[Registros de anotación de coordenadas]
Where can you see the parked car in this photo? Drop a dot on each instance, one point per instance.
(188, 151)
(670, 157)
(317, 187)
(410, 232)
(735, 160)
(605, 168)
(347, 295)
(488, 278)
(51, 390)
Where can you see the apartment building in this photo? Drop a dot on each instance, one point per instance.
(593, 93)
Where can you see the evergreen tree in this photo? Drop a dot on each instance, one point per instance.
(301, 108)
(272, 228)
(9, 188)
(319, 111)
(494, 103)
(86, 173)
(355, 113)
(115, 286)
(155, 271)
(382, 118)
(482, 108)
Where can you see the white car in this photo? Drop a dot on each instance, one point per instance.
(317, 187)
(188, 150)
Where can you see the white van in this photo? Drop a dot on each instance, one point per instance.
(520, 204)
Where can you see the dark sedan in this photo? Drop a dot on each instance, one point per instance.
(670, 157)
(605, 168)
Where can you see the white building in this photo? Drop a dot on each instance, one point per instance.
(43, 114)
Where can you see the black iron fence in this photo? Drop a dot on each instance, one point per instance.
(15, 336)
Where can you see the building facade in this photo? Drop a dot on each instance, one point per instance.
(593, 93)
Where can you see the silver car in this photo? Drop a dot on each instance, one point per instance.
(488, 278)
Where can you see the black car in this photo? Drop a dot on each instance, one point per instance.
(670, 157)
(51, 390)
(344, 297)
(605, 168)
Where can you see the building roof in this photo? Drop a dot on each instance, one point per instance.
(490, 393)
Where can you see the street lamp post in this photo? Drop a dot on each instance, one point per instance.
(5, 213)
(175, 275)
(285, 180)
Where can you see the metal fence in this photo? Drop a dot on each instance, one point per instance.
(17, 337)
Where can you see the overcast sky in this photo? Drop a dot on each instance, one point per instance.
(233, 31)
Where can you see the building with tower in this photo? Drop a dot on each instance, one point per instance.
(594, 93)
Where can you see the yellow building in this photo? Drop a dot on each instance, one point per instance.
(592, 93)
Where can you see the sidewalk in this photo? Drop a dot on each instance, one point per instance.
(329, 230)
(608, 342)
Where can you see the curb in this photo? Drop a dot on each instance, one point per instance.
...
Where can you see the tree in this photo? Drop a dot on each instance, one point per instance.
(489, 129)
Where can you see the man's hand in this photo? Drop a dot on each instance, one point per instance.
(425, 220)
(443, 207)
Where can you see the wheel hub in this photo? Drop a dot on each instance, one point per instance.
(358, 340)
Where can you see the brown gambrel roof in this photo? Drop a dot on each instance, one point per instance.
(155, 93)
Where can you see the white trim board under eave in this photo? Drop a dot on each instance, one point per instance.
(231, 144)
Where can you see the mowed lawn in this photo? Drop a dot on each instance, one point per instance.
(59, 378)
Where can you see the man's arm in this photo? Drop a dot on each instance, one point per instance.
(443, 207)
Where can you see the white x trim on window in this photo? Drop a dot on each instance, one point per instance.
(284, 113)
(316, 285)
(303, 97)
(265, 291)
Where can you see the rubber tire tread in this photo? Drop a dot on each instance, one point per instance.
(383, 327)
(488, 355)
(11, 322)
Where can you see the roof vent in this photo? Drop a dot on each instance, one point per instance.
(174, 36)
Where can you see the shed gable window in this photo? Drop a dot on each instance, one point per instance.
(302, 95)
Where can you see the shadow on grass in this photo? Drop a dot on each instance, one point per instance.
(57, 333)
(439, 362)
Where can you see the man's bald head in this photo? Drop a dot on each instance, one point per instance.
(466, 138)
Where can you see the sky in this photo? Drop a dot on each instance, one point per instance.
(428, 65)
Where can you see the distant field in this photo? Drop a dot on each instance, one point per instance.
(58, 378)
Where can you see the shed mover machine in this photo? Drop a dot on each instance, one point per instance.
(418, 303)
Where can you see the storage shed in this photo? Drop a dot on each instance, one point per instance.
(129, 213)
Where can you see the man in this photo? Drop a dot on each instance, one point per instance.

▶ [Qué debe hacer] Extraiga del material anterior cada línea que contenga la palabra "window" y cópiela tal como aparece.

▶ [Ejercicio resuelto]
Where can you see the white x trim on window in this photo? Drop a dot on each instance, one point per instance.
Where can you see the shed gable window in this photo? Drop a dot on each instance, one point per instance.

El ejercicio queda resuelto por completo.